Work instructions
Every entry here needs to be repeated exactly.

Provided entries

..............................

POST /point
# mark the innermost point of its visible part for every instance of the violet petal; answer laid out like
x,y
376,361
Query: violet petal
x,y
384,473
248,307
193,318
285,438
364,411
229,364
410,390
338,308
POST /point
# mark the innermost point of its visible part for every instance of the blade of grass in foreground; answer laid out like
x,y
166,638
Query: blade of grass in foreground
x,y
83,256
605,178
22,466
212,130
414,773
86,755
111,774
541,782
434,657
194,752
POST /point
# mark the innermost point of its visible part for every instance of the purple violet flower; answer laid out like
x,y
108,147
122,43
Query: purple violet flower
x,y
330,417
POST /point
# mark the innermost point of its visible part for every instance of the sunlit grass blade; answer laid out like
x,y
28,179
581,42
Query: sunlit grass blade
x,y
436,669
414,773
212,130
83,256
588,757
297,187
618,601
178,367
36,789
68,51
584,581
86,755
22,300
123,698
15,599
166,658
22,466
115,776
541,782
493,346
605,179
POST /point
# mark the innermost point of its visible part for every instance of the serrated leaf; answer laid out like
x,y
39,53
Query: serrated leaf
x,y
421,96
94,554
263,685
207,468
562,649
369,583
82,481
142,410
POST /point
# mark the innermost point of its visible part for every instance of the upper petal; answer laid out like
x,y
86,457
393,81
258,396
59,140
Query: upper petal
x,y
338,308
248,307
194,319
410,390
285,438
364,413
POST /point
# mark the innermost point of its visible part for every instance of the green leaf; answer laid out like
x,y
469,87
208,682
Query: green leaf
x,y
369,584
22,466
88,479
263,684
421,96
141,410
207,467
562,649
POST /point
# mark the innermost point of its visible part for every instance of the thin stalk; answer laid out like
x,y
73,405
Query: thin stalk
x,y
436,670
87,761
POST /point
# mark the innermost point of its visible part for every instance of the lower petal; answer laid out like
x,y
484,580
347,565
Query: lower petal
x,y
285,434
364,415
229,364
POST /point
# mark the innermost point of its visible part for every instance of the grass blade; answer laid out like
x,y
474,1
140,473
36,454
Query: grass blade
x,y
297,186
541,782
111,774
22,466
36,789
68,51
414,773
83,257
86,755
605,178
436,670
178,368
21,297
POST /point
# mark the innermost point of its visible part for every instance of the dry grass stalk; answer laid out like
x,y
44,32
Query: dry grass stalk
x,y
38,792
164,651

..............................

The solution
POST /point
# mark the innermost point of its visible part for every instance of the violet petal; answer laid out like
x,y
376,361
Query: violet petal
x,y
384,473
248,307
193,318
285,438
364,411
229,364
410,390
338,308
POST /point
# mark the innermost point of its visible part for every instance of the blade of grass in foreground; answer laid out like
x,y
166,638
Query: blade of grass in foreground
x,y
83,256
605,178
22,466
212,130
414,773
86,755
111,774
541,782
434,657
194,752
POST /point
# mark the innermost point of its visible part for every instance of the purple violet flower; answer laid out like
x,y
108,147
122,43
Query: purple violet flower
x,y
330,417
POST /point
# mark the innermost point of its visible part for every instance of the sunlit grass blade; answer laid out like
x,y
28,179
581,42
Query: sunlit grass blade
x,y
436,669
414,773
212,130
83,256
588,757
297,187
618,601
178,367
36,789
68,51
584,581
86,755
22,300
123,698
15,599
166,658
22,466
115,776
541,782
493,346
605,179
POST /point
# mark the innermost point of its visible part for every instance of the serrated leaf; answer laid out like
x,y
39,53
Query: serrated leaf
x,y
421,96
94,554
263,685
207,468
562,649
369,583
82,481
142,410
POST /point
# mark the innermost point of its visible part for every instance of the upper petal; answer laid out like
x,y
86,457
393,81
258,396
59,140
Query: upper petal
x,y
338,308
248,307
194,319
410,390
285,438
364,413
POST /point
# mark the innermost point of its visible part for every instance of the green leaf; answer laid out like
x,y
469,87
208,682
Query: green leaf
x,y
369,584
22,466
88,479
263,684
421,96
141,410
207,467
562,649
POST /point
# mark the innermost point of its visible part for every instance of the thin stalk; answer laid out like
x,y
73,405
Query: thin stalk
x,y
436,670
87,761
POST /point
# mark the innermost point of its visible part for every instance of the lower petal; answer laid out like
x,y
484,580
347,565
Query: lower petal
x,y
285,434
364,415
229,364
POST /point
# mark the innermost point of its visible part for every instance of the grass blade; answer laid out like
x,y
474,1
140,473
36,454
Query: grass blade
x,y
297,186
541,782
111,774
22,466
36,789
68,51
414,773
83,257
86,755
605,178
436,670
178,368
21,297
POST /point
# mark the innermost point of its visible part for every instance of the dry grass stalk; answer laid out like
x,y
44,32
Query: dry grass stalk
x,y
38,792
164,651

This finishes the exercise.